**SHORT PROBLEM 1**
Do these statements agree with the selling-stocks thread? Answer yes or no for each, and quote the deciding words exactly. (a) The father gets about $500 a month in dividends. (b) The mother is named as beneficiary on the account. (c) Sampson says the stocks would be sold when the father dies.

**EXCERPT**
------------
# Selling stocks



## marina628 (Dec 14, 2010)

I am asking this question for my father ,He has a large amount of stocks in non registered account(receives dividends of around $500 a month which he pays income tax on).He is thinking about selling them now vs leaving them to be sold after he dies.Is there any tax difference?


----------



## MoneyGal (Apr 24, 2009)

Selling them all at once now? Or selling them in different calendar years?

As a general rule, he could split the gains over two different years (like 2011 and 2012) and potentially save on that that way. It just depends on what the rest of his tax situation looks like - his accountant or tax preparer (if he uses one) would be able to tell him very easily (all of the tax software packages have modelling sections which allow you to run different scenarios based on the client's actual tax situation...)


----------



## marina628 (Dec 14, 2010)

I guess the real question is what happens if he died and still had the stock ,would they have to be sold and the lump sum paid out to the estate?Could my mom hang on to them? My mom is listed as beneficiary on the account.They would like to hold them to get their monthly income from them .
Moneygal their income is about $30,000 each a year including this income.


----------



## Sampson (Apr 3, 2009)

marina628 said:


> I guess the real question is what happens if he died and still had the stock ,would they have to be sold and the lump sum paid out to the estate?Could my mom hang on to them?


My understanding is (I hope I don't put my foot in my mouth):

The stocks would not be sold, but depending on where they are held (RRSP vs other accounts), there may be an immediate deemed disposition, taxes owing would be calculated, then they would be transferred over to your mother. If in the RRSP, they can be transferred tax-free to your mother if she is the beneficiary. If in a different account, the estate would have to pay any owed capital gains taxes from the deemed disposition.
------------
**MATERIAL PROVIDED**
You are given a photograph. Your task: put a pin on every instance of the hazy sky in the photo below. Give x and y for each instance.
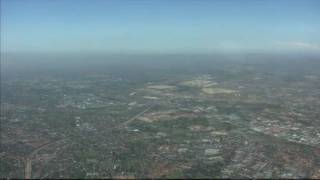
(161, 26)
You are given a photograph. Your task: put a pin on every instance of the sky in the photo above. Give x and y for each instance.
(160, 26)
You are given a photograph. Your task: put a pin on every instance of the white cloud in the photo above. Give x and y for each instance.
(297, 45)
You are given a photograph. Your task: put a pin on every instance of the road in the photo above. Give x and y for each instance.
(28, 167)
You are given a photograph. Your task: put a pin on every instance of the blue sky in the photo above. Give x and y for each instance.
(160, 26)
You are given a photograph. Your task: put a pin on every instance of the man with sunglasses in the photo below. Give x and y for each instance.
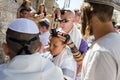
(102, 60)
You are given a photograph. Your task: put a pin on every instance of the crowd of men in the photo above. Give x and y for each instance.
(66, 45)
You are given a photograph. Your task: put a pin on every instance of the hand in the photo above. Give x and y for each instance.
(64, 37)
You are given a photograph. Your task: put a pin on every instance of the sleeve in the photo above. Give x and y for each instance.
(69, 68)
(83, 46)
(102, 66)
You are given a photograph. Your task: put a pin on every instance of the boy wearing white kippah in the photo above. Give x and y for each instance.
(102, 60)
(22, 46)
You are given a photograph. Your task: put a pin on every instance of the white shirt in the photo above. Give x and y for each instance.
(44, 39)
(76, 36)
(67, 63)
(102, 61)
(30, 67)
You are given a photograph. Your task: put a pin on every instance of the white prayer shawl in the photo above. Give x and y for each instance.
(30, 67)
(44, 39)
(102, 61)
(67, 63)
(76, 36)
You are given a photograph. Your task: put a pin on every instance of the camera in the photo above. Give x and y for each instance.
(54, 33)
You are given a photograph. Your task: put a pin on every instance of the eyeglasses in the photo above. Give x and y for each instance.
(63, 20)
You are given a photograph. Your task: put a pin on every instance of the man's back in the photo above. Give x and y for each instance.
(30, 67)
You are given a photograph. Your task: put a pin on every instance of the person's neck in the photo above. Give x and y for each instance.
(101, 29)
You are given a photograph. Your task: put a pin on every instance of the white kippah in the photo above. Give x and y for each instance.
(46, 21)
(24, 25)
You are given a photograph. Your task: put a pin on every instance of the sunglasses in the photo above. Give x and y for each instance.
------------
**SHORT PROBLEM 2**
Copy out the rows without changes, from the line containing "of the person's" through the end of the rows.

**FULL OUTPUT 1**
(a) Yes: "receives dividends of around $500 a month which he pays income tax on"
(b) Yes: "My mom is listed as beneficiary on the account."
(c) No: "The stocks would not be sold"

**FULL OUTPUT 2**
You are given a photograph. Your task: put a pin on every instance of the person's neck in the photo above. Give x and y for each instance.
(101, 29)
You are given a photograph. Your task: put a pin on every instance of the white kippah in the photo above. Give x and y for each instance.
(46, 21)
(24, 25)
You are given a photograph. Your task: put a pin on every instance of the sunglasses in the photo above. Give x and y for each instance.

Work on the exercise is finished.